Actions to take
**A)** Using the text on animal vision below, state for each statement whether the text supports it. Answer yes or no and quote the words that decide it.
(i) Smaller animals typically have a higher refresh rate than larger animals.
(ii) Trichromats are described as widespread.
(iii) The overlapping fields of vision of primates give them excellent depth perception.
**B)** In the text on animal vision below, which animals are listed as trichromats under "Who has it?"
**C)** Resume the text on animal vision below from its final line, in the same style.

═══ Study text

Visual Acuity: to notice small details, like raptors hunting from the sky, other distance hunters, or primates hunting insects.
Light Sensitivity: with nocturnal vision animals can avoid competition with diurnal species. Night vision may correlate with a lack of color vision.
Color: Animals and their ecosystem may share a color palette that is tuned to their eyes. For instance, flowers are colored to appeal to the eyes of pollinators; plants that looks camouflaged may actually stand out brightly to the animals that eat it. Or species may look flashy and bright to attract mates, but the coloration appears in a spectrum that is invisible to their predator’s eyes. Many birds only appear sexual dimorphic through their tetrachromat eyes.
Monochromats – No color vision, just light/dark. Useful for identifying motion and recognizing shapes.
Dichromats – Compared to monochromacy, allows for the differentiation of objects in motion, and patterns of light moving through water.
Trichromats – Useful for herbivores that need to identify the ripeness of plants (distinguishing red and green).
Tetrachromats – Widespread; Able to perceive ultraviolet and all of its combinations
Field of View: Animals see in the directions most useful for them.
underwater it is useful to see up and down at the same time
or above and below water’s surface at once
panoramic vision
animals that live in flat landscapes may be able to a panorama of the entire horizontal at once (and have no need to see up)
in the sky it may be useful to see below but not ahead or above
primates only see the direction they face, but their overlapping fields of vision provide excellent depth perception
Refresh Rate: this typically correlates with size with smaller animals having a higher refresh rate, moving and perceiving the world around them more quickly that larger slower refresh rate animals. This is an advantage in reaction times and hunting abilities.
Who has it?
Photoreception is widespread since there is such an array of uses and complexity in nature. Regarding color:
Monochromats – Nocturnal species and those with simpler eyes.
Dichromats – Many formerly nocturnal mammals without the need for detailed color information.
Trichromats – Formerly nocturnal herbivores.

══════
═══ Dataset content

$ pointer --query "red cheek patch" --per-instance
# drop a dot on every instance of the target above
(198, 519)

══════

Responses by task
**A)**
(i) Yes: "smaller animals having a higher refresh rate"
(ii) No: "Tetrachromats – Widespread"
(iii) Yes: "their overlapping fields of vision provide excellent depth perception"

**B)** Formerly nocturnal herbivores.

**C)**
Tetrachromats – Insects, fish, birds, reptiles, dinosaurs, and many mammals.
What would it look like externally?
There is really no limit to the number and variety of eyes or photoreceptors, but animals tend to only have the equipment they need.
Simple light sensitive photoreceptor spots are not necessarily visible.
The eye may appear as an immovable lens, and may have a movable component behind the lens to aim the field of vision.
If the eyes are large relative to the skull (i.e. birds) the eyeballs may not be moveable.
If the eyes have a narrow field of vision (i.e. spiders) the animal may compensate with more eyes.
Though complex eyes may look outwardly similar they may have widely different features (color, field of vision, etc).
Compound eyes are typical in small insects and provide low acuity for their size.
The movability of the eye and field of vision affect the appearance or behavior of the animal. For instance a bird may look askance to see better; a heron may appear to be looking straight ahead, but their field of vision is so wide they can see their feet and scan the whole area without moving their eyes. It’s important to note that many species would not “face” the subject of interest to better see it, unless their eyes are located like a human’s.
What would it feel like?
Visual Acuity: Most animals have “blurrier” vision than humans and use a combination of other senses to populate their world with the kind of dense information we get with vision.
Color: Additional types of photoreceptor exponentially increases the number of colors perceived. With tetrachromacy colors are significantly more differentiated. White may be several colors.
Field of View: Animals can have panoramic vision, so they don’t have to turn their head to stay on the lookout for predators or prey. Some birds on the wing can see ahead and behind at the same time.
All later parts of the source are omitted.